(WORKING DATA)
** START **

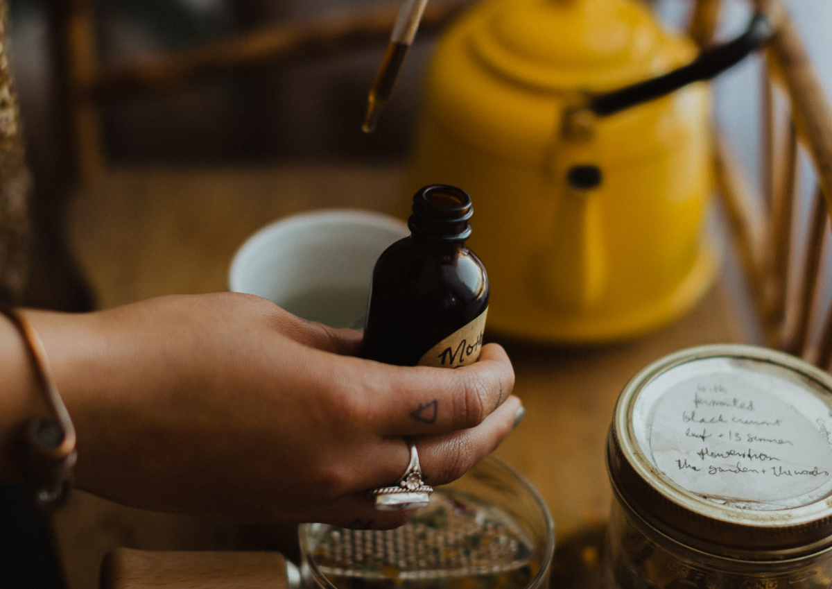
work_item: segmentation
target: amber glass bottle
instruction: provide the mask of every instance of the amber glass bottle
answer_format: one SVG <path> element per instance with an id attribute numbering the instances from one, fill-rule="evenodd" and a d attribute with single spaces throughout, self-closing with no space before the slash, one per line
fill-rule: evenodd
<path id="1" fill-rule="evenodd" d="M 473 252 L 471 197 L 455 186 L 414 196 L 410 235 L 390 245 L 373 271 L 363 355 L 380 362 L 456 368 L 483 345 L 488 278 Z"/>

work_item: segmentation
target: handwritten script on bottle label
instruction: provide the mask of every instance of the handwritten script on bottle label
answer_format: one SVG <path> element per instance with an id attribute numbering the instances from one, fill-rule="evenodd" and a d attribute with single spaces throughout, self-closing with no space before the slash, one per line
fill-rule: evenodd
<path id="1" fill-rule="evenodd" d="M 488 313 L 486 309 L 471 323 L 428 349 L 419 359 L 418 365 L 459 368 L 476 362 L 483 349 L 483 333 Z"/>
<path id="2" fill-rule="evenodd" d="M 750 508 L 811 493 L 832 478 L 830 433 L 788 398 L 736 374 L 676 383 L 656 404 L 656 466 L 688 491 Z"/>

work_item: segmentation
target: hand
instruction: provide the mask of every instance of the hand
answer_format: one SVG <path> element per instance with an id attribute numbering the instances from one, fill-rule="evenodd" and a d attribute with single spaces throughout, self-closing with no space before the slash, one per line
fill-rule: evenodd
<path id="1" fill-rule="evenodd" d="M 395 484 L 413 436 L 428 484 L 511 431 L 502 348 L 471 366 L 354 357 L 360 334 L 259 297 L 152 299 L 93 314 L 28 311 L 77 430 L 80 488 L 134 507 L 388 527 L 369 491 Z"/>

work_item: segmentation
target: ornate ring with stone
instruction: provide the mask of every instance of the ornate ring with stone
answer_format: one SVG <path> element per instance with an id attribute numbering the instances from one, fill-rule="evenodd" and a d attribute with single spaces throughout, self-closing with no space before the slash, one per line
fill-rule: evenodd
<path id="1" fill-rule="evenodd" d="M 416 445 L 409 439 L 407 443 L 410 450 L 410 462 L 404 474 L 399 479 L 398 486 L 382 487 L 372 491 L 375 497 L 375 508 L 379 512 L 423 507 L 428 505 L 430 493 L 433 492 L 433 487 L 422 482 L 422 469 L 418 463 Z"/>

** END **

Quote the material exactly. Pictures stay out.

(WRITTEN SOLUTION)
work_item: segmentation
target: amber glass bottle
instruction: provide the mask of every instance of the amber glass bottle
answer_format: one SVG <path> element per instance with an id attribute numbering the instances from one, fill-rule="evenodd" and a d attribute with single spaces throughout, self-closing with no space before the slash, one per line
fill-rule: evenodd
<path id="1" fill-rule="evenodd" d="M 473 252 L 471 197 L 455 186 L 414 196 L 410 235 L 390 245 L 373 271 L 363 355 L 380 362 L 456 368 L 483 345 L 488 278 Z"/>

work_item: segmentation
target: handwritten script on bottle label
instruction: provide the mask of every instance of the handwritten script on bottle label
answer_format: one SVG <path> element per instance with an id attribute numbering the instances from one, fill-rule="evenodd" and a d attribute with single spaces throughout, self-closing with no space before the slash, one per line
fill-rule: evenodd
<path id="1" fill-rule="evenodd" d="M 488 313 L 486 309 L 471 323 L 428 349 L 419 359 L 418 365 L 459 368 L 476 362 L 483 349 L 483 333 Z"/>
<path id="2" fill-rule="evenodd" d="M 750 508 L 811 493 L 832 478 L 830 433 L 788 398 L 736 374 L 676 383 L 656 404 L 656 466 L 688 491 Z"/>

work_item: segmentation
target: hand
instruction: provide the mask of every instance of the hand
answer_format: one SVG <path> element per instance with an id attribute numbering the instances from one, fill-rule="evenodd" and a d attribute with single spaces throughout, self-closing with no space before the slash, one per line
fill-rule: evenodd
<path id="1" fill-rule="evenodd" d="M 395 484 L 413 436 L 428 484 L 511 431 L 502 348 L 471 366 L 354 357 L 360 334 L 259 297 L 152 299 L 93 314 L 28 311 L 77 430 L 80 488 L 134 507 L 388 527 L 369 491 Z"/>

work_item: segmentation
target: ornate ring with stone
instruction: provide the mask of every instance of the ornate ring with stone
answer_format: one SVG <path> element per instance with an id attribute numbering the instances from one, fill-rule="evenodd" and a d attribute with single spaces throughout, self-closing with no space before the slash, one per line
fill-rule: evenodd
<path id="1" fill-rule="evenodd" d="M 416 445 L 409 439 L 407 443 L 410 450 L 410 462 L 404 474 L 399 479 L 398 486 L 382 487 L 372 491 L 375 497 L 375 508 L 379 512 L 423 507 L 428 505 L 430 493 L 433 492 L 433 487 L 422 482 L 422 469 L 418 463 Z"/>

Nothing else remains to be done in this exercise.